* **WHAT IS BEING ASKED**: In the passage on the 1929 stock market crash, when did the Dow return to its pre-1929 levels?

* **SOURCE PASSAGE**:

The prosperity couldn't last forever, though. During the month of September, and despite Dow Jones peak on September 3, the market was dropping sharply only to be rising and then dropping again. It was like tremors before a big earthquake but nobody heeded the warning. The market had sagged temporarily before, but it always came back stronger( Allen 1986.)

In the days leading up to Black Tuesday, the market was severely unstable. Periods of selling and high volumes of trading were interspersed with brief periods of rising prices and recovery. After the crash, the Dow Jones Industrial Average recovered early in 1930, only to reverse and crash again, reaching a low point of the great bear market in 1932. The Dow did not return to pre-1929 levels until late 1954, and on July 8, 1932 reached its lowest level of the twentieth century:

Anyone who bought stocks in mid-1929 and held on to them saw most of his adult life pass by before getting back to even (Salsman 2004).

* **COLLECTED DATA**:
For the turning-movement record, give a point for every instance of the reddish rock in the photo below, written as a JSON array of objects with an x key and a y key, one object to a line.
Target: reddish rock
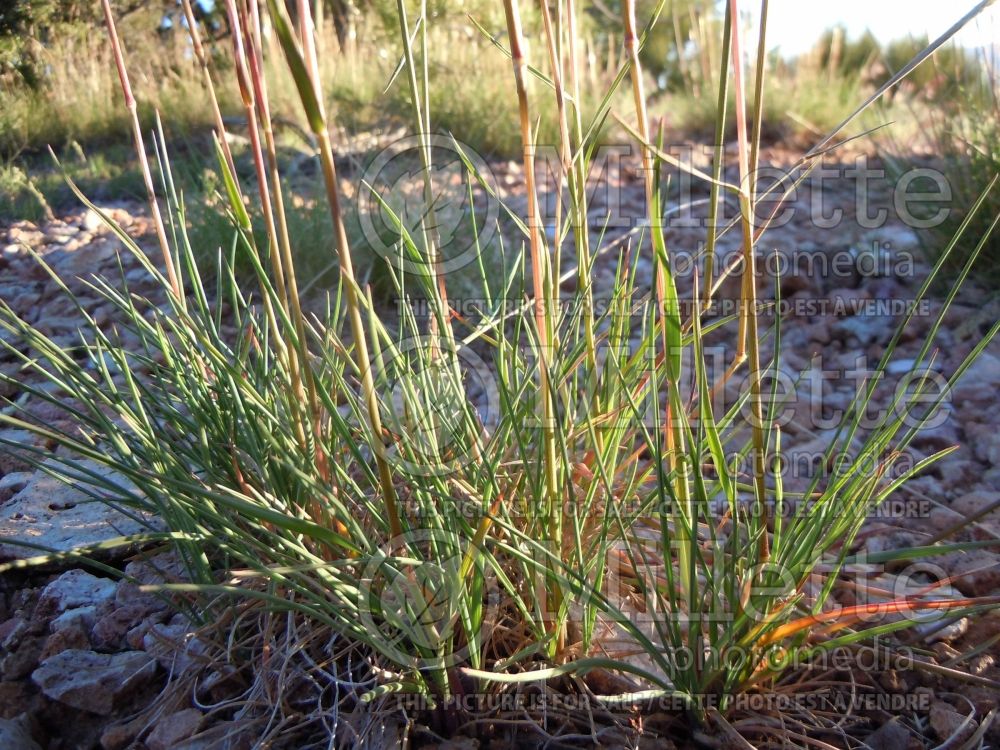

* **RESPONSE FOR THIS EXERCISE**: Late 1954.